Tuliskan kembali seluruh teks tentang akuntansi Islam untuk lembaga Islam tanpa perubahan apa pun.

§ **Teks Pilihan**:
>>>>>

AKUNTANSI ISLAM UNTUK LEMBAGA ISLAM

AKUNTANSI ISLAM UNTUK LEMBAGA ISLAM


Perkembangan masyarakat tampaknya mengarah kepada asalnya “back to nature” atau “back to basic”. Masyarakat semakin mengalami peningkatan “reugiouslty” semangat keagamaan. Artinya masyarakat akan kembali memberikan perhatian kepada ajaran agamanya. Kajian mengenai Islam semakin banyak, seminar, simpopsuim, media cetak, literature mengenai Islam juga semaki menjamur. Demikian juga media elektronik memberikan perhatian besar terhadap da`wah Islam. Dan perangkat hokum Islam pun mulai dilengkapi, misalnya pengadilan agama, kompilasi huku Islam, dan lain-lain. Dan fenomina terakhir munculnya lembaga bisnis, lembaga keuangan, dan asuransi yang menerapkan syariat Islam.

Munculnya kesadaran orang membayar zakat baik zakat pribadi maupun zakat prusahaan, yayasan ataupun lembaga organisasi Islam. Dan semakin banyaknya lembaga bisnis yang menrapkan syariat Islam sehingga kita perlu mempelajari Akuntansi Islam yang sudah merupakan keharusan dalam ekonomi yang semakin global ini.

A. Lembaga Keuangan Islam

Bank Syariah

Istilah bank tanpa bunga sebenarnya dapat memberikan konotasi yang berbeda dari esensi Bank Syariah. Istilah tanpa bunga ini sering diasomsikan dengan tanpa biaya ( no intorost ) yang sebanarnya tidak tepat. Oleh karena itu sebaiknya kita pakai saja istilah bank bagi hasil yang juga dipakai bank Indonesia atau lebih tepatnya Bank Syariah. Memang bank berdasarkan syariah ini tergolong baru dikalangan kita.

<<<<<

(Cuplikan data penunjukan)
>>>>>

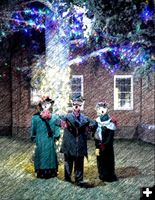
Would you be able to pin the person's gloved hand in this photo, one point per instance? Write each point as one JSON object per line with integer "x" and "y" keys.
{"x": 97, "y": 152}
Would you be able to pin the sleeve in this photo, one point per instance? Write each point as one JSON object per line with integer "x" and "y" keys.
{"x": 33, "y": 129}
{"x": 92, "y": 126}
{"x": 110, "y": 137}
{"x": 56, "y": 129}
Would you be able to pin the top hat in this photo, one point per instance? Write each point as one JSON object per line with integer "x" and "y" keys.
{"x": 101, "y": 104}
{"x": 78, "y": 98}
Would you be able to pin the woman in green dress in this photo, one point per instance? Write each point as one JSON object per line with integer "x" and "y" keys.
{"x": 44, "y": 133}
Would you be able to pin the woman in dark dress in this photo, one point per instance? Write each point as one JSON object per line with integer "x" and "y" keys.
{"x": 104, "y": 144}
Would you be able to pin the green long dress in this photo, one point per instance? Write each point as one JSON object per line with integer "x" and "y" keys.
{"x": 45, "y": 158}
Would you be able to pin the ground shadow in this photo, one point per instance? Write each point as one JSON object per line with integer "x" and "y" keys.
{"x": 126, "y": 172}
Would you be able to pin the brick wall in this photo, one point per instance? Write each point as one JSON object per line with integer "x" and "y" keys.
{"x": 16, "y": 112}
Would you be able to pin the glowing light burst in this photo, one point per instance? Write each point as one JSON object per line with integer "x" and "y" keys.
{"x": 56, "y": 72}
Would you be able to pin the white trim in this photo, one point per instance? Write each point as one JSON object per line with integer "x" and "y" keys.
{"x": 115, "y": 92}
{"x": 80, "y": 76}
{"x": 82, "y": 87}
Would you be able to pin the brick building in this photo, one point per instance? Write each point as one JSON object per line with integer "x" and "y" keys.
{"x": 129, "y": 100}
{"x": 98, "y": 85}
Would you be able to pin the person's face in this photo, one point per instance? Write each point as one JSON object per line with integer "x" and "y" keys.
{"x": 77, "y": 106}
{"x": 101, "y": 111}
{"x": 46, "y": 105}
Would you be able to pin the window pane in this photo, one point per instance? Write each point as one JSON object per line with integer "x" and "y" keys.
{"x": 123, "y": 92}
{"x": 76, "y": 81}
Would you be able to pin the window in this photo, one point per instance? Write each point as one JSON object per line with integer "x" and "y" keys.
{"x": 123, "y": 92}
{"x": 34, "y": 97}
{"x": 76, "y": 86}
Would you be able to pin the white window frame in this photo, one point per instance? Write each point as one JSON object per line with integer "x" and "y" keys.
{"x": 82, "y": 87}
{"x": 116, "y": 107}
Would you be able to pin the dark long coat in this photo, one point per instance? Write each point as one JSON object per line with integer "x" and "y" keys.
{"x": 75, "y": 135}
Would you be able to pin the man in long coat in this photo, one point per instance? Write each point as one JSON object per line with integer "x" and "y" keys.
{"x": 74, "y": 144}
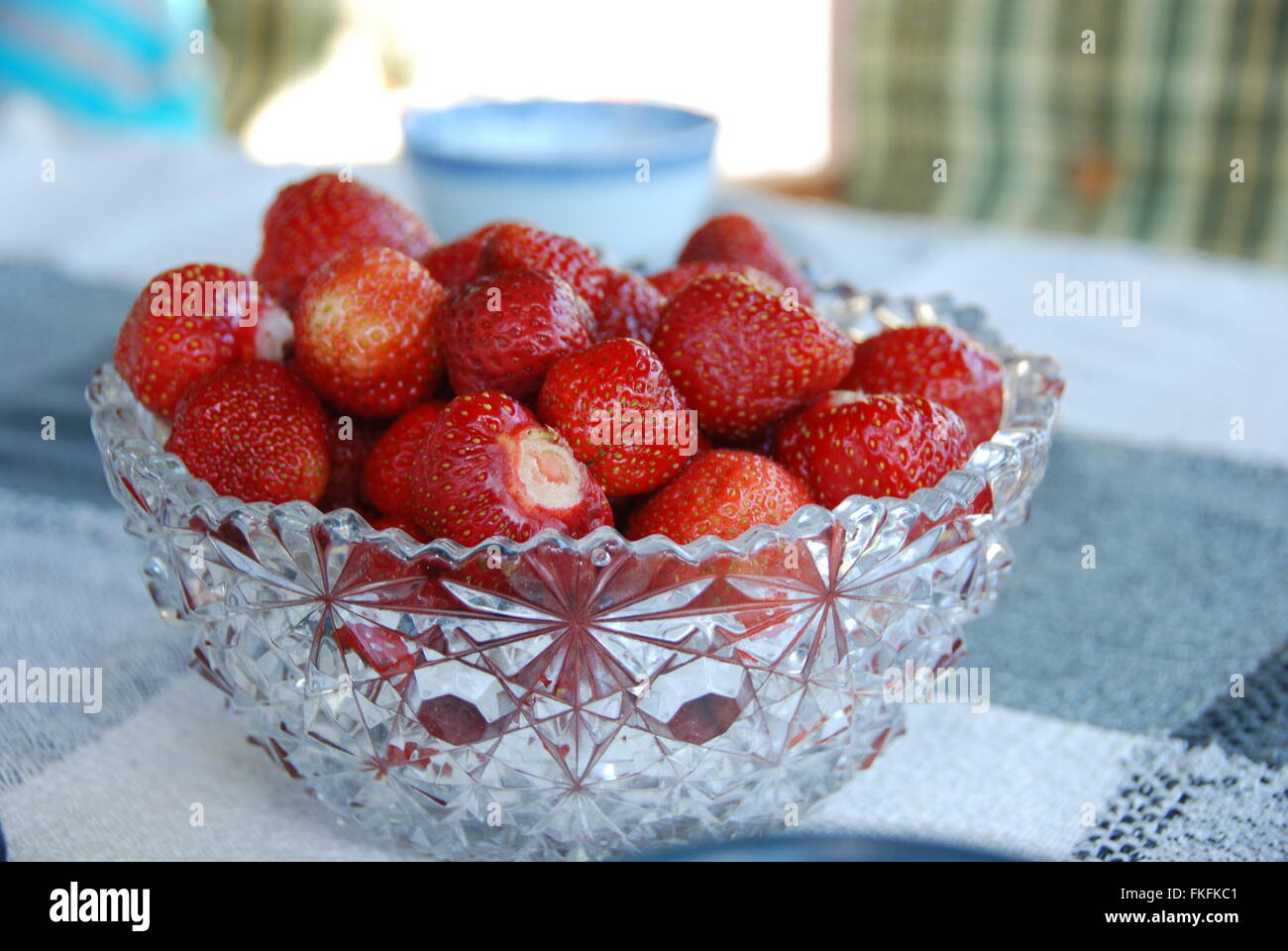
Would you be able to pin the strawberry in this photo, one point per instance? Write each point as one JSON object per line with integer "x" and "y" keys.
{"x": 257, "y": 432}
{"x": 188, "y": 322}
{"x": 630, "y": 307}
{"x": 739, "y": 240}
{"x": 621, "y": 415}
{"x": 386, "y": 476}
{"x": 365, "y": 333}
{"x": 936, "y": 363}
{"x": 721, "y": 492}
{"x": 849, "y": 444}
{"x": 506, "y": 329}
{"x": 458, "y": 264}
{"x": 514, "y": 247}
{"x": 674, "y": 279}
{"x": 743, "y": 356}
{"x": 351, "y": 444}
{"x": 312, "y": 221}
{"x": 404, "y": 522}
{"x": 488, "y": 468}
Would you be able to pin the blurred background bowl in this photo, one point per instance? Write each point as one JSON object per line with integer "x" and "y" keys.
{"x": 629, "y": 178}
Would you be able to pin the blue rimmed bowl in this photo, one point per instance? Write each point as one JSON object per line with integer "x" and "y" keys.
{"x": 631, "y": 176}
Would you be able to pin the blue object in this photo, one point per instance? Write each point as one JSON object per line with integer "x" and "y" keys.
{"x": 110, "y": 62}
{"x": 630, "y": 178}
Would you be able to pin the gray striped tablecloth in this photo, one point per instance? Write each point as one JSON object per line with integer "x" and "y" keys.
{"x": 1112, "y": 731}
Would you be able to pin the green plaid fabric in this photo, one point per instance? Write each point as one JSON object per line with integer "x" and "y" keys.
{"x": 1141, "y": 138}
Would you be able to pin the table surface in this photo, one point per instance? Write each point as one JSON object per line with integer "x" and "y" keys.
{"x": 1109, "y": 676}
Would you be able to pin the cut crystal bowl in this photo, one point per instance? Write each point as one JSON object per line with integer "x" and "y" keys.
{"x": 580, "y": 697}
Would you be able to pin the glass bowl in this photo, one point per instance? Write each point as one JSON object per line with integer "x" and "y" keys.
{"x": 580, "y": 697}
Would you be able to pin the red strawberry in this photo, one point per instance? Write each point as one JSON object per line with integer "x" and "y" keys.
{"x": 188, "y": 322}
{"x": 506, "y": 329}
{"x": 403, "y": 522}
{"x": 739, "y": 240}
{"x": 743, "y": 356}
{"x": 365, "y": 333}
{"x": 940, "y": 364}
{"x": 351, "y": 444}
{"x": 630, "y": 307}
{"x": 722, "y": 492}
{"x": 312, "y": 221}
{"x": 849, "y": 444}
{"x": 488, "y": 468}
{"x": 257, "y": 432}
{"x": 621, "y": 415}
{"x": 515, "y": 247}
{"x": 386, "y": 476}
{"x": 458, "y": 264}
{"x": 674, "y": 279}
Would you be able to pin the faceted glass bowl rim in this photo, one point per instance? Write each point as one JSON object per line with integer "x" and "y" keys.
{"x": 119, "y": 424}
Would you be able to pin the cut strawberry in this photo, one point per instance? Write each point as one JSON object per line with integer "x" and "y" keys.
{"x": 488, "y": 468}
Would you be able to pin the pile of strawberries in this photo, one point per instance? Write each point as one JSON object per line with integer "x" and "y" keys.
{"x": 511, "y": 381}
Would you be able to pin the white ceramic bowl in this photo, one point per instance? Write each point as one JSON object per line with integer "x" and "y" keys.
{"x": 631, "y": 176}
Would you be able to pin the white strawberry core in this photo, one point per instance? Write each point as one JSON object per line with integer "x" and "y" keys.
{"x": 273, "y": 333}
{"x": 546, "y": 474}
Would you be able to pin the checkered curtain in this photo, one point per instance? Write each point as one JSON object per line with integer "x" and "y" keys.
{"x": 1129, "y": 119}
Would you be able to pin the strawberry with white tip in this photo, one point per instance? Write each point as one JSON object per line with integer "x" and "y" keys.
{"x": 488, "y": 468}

<<<<<
>>>>>

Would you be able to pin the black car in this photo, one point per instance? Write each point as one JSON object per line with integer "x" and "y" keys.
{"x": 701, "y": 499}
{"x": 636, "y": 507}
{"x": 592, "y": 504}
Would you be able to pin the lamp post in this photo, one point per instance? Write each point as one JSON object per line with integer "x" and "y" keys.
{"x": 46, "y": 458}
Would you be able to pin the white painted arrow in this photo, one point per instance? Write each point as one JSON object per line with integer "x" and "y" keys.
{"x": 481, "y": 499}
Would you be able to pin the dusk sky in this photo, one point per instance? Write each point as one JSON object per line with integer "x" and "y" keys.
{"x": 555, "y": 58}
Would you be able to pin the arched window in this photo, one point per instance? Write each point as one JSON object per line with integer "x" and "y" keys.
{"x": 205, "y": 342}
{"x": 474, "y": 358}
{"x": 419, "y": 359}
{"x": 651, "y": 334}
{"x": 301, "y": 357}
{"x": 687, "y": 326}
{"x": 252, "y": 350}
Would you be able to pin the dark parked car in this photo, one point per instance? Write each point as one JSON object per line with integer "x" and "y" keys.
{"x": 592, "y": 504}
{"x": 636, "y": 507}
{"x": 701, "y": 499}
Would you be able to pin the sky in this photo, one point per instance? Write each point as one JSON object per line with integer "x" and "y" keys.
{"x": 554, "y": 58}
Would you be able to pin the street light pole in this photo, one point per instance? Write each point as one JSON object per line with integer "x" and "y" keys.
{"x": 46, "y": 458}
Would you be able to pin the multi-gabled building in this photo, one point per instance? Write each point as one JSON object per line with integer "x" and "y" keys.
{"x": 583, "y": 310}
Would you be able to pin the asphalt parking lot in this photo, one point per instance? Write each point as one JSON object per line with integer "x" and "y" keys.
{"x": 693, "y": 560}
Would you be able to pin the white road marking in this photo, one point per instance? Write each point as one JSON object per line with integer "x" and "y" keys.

<<<<<

§ **Jawaban Latihan**:
AKUNTANSI ISLAM UNTUK LEMBAGA ISLAM

AKUNTANSI ISLAM UNTUK LEMBAGA ISLAM


Perkembangan masyarakat tampaknya mengarah kepada asalnya “back to nature” atau “back to basic”. Masyarakat semakin mengalami peningkatan “reugiouslty” semangat keagamaan. Artinya masyarakat akan kembali memberikan perhatian kepada ajaran agamanya. Kajian mengenai Islam semakin banyak, seminar, simpopsuim, media cetak, literature mengenai Islam juga semaki menjamur. Demikian juga media elektronik memberikan perhatian besar terhadap da`wah Islam. Dan perangkat hokum Islam pun mulai dilengkapi, misalnya pengadilan agama, kompilasi huku Islam, dan lain-lain. Dan fenomina terakhir munculnya lembaga bisnis, lembaga keuangan, dan asuransi yang menerapkan syariat Islam.

Munculnya kesadaran orang membayar zakat baik zakat pribadi maupun zakat prusahaan, yayasan ataupun lembaga organisasi Islam. Dan semakin banyaknya lembaga bisnis yang menrapkan syariat Islam sehingga kita perlu mempelajari Akuntansi Islam yang sudah merupakan keharusan dalam ekonomi yang semakin global ini.

A. Lembaga Keuangan Islam

Bank Syariah

Istilah bank tanpa bunga sebenarnya dapat memberikan konotasi yang berbeda dari esensi Bank Syariah. Istilah tanpa bunga ini sering diasomsikan dengan tanpa biaya ( no intorost ) yang sebanarnya tidak tepat. Oleh karena itu sebaiknya kita pakai saja istilah bank bagi hasil yang juga dipakai bank Indonesia atau lebih tepatnya Bank Syariah. Memang bank berdasarkan syariah ini tergolong baru dikalangan kita.